▶ _What the task asks_
Gather every line of the entries below that contains the word "dark", matching case exactly.

▶ _Provided information_
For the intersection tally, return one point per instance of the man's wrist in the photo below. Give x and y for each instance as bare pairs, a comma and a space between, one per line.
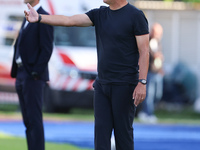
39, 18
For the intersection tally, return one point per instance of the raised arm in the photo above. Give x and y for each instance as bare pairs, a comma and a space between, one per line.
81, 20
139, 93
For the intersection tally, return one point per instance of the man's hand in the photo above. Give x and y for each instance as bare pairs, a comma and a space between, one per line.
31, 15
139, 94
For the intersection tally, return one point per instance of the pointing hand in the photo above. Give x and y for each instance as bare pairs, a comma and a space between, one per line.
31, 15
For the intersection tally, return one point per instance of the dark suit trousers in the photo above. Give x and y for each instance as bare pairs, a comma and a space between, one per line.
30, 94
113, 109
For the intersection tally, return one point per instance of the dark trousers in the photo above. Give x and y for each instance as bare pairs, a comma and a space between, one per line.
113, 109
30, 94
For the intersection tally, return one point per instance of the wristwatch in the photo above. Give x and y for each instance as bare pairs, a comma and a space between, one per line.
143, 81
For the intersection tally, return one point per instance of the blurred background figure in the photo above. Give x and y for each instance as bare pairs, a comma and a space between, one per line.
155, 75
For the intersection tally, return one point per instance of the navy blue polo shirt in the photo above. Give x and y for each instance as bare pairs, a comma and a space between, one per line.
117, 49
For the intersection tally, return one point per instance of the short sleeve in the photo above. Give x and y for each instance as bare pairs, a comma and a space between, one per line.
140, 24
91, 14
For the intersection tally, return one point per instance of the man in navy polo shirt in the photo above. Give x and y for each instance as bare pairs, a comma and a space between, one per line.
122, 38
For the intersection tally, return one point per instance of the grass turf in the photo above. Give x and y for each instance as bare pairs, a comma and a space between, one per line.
--
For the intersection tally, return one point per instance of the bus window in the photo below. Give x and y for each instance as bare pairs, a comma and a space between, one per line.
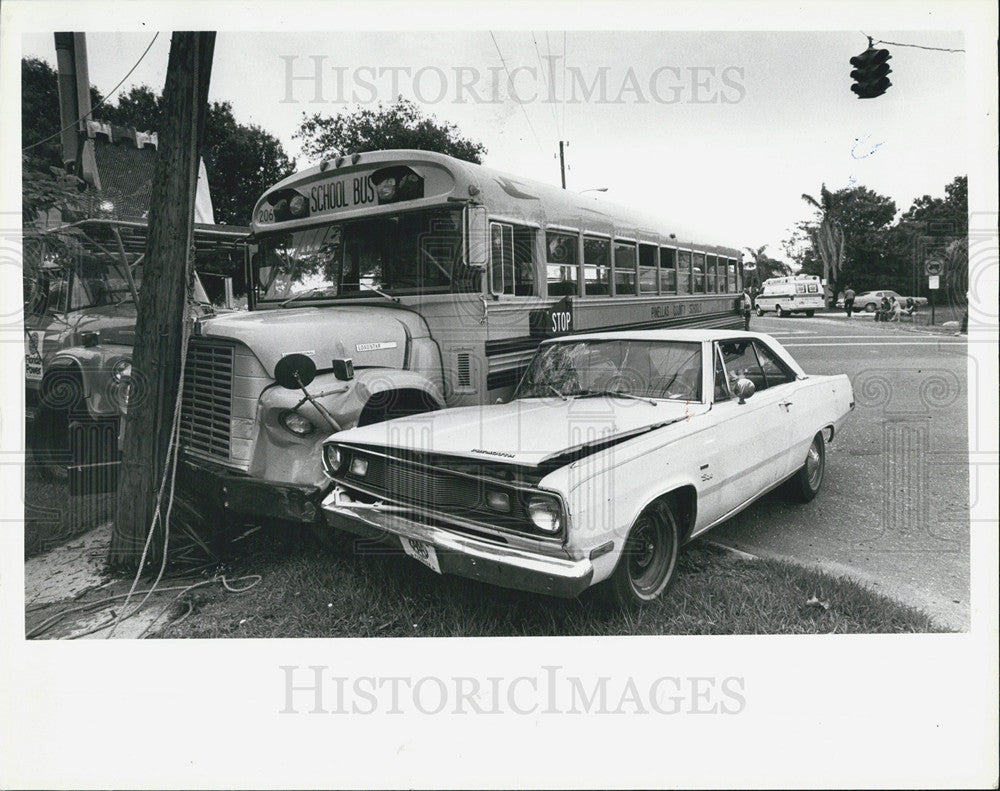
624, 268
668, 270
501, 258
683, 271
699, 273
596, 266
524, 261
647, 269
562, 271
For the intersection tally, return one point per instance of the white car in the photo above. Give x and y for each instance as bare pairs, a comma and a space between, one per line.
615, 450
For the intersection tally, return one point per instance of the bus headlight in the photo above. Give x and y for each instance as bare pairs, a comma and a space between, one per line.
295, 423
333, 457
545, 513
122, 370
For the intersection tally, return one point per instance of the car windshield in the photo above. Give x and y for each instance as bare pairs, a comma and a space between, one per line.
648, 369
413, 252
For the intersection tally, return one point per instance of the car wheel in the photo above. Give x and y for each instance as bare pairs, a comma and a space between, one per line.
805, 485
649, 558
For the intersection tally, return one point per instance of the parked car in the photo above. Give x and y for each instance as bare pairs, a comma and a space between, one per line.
--
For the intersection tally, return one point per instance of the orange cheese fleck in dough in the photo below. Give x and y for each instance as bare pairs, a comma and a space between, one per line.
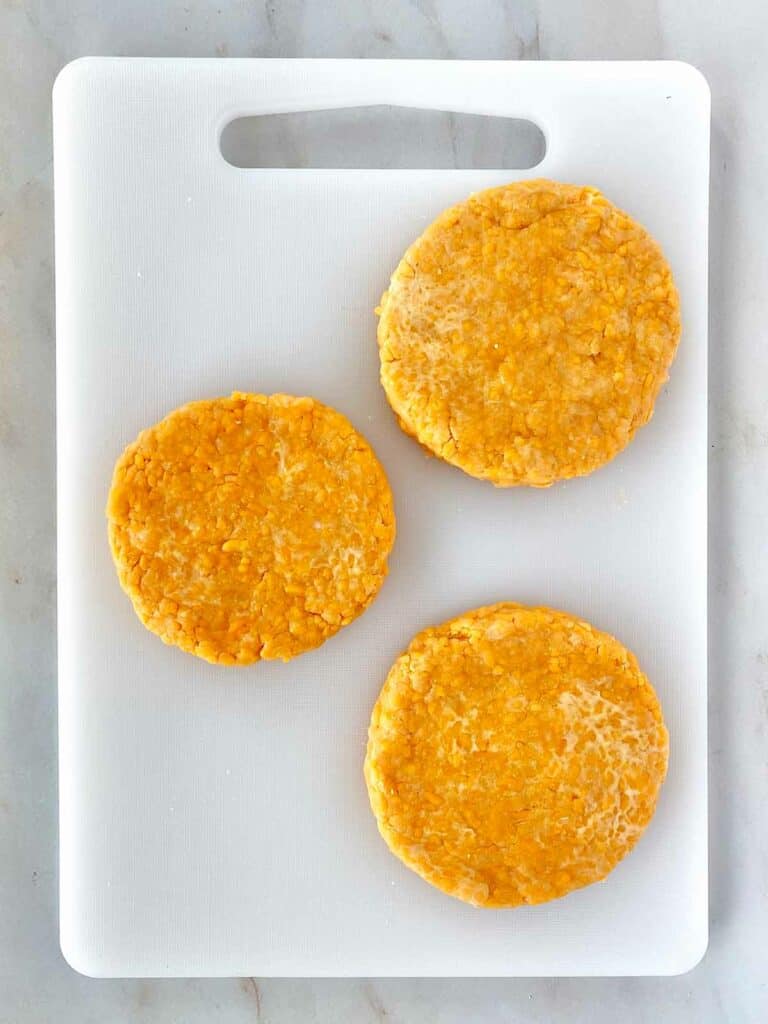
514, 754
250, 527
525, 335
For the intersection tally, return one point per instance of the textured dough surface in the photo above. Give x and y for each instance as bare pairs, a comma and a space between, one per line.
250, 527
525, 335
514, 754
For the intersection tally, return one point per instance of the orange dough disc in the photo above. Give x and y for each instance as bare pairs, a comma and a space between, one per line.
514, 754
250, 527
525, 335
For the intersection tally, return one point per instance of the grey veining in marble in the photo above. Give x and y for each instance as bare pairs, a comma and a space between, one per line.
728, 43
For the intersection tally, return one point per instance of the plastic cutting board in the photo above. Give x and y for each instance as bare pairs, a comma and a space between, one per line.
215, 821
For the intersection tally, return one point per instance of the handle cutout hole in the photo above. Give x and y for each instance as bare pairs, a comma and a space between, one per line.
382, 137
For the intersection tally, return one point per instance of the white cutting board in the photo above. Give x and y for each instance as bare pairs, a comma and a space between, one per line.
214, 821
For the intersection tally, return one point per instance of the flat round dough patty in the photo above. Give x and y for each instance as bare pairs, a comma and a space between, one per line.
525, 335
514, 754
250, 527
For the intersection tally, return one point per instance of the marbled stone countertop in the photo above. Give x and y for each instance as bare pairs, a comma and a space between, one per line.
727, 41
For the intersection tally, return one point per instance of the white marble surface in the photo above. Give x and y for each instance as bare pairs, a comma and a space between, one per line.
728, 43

▶ _Solution to the problem_
For the intersection tally, return one point per instance of the dark suit trousers in the photo above. Give x and y for each instance as bare pairs, a comma and a space between, one per line.
For the intersection tally, return one point per instance of the dark trousers in the photo above. Give x and y for each instance as bare pairs, a comma and a space between, one per line.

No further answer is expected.